SELECTED EXCERPT.

The simplest trick for detecting old ARM emulation - ISTR was used on some Gameboy Advance copy protection: store a booby-trap instruction at PC+4 (i.e. the very next one). A real ARM has a pipeline that reads PC+8, while decoding PC+4 and while executing at PC. So the newly-stored instruction should have no effect. An emulator (which didn't emulate the hardware pipeline) would execute it.
The Texas Instrument TI320C40 digital signal processor had even weirder pipeline issues:
- Branch delay slots (https://en.wikipedia.org/wiki/Delay_slot), where one or more instruction(s) after a branch would be executed before the branch actually occurred.
- Load delay slots, where values stored into registers weren't guaranteed to appear until some later instruction. I believe the the value in the register was undefined for several cycles?
Writing tightly-optimized assembly code for these chips was pretty horrible, sort of like playing an unusually tasteless Zachtronics clone.
It was also kinda awesome because, as long as you were willing to spend days to optimize one page of code, you could get so much performance out of it.
Things like deliberately using the fact that multiplies only write the results into a register ~6 cycles later, means you can use that register for a bunch of other stuff in the meantime, and then on the 6th cycle the results would magically appear.
Basically, for those 6 cycles, you had no registers in-use for either the source operands or destination of the multiplication.
Obviously this is also pipelinable - you can start more multiplies while the first is running, using the same source and destination registers, but meanwhile you've used other instructions to load more data into the inputs and do something else with the outputs.

SOURCE EXCERPT.
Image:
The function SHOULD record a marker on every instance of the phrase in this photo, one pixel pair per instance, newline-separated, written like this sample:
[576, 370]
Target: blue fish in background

TASK STATEMENT. Transcribe the forum thread on processor pipeline quirks word for word, from start to finish.

TASK ANSWER.
The simplest trick for detecting old ARM emulation - ISTR was used on some Gameboy Advance copy protection: store a booby-trap instruction at PC+4 (i.e. the very next one). A real ARM has a pipeline that reads PC+8, while decoding PC+4 and while executing at PC. So the newly-stored instruction should have no effect. An emulator (which didn't emulate the hardware pipeline) would execute it.
The Texas Instrument TI320C40 digital signal processor had even weirder pipeline issues:
- Branch delay slots (https://en.wikipedia.org/wiki/Delay_slot), where one or more instruction(s) after a branch would be executed before the branch actually occurred.
- Load delay slots, where values stored into registers weren't guaranteed to appear until some later instruction. I believe the the value in the register was undefined for several cycles?
Writing tightly-optimized assembly code for these chips was pretty horrible, sort of like playing an unusually tasteless Zachtronics clone.
It was also kinda awesome because, as long as you were willing to spend days to optimize one page of code, you could get so much performance out of it.
Things like deliberately using the fact that multiplies only write the results into a register ~6 cycles later, means you can use that register for a bunch of other stuff in the meantime, and then on the 6th cycle the results would magically appear.
Basically, for those 6 cycles, you had no registers in-use for either the source operands or destination of the multiplication.
Obviously this is also pipelinable - you can start more multiplies while the first is running, using the same source and destination registers, but meanwhile you've used other instructions to load more data into the inputs and do something else with the outputs.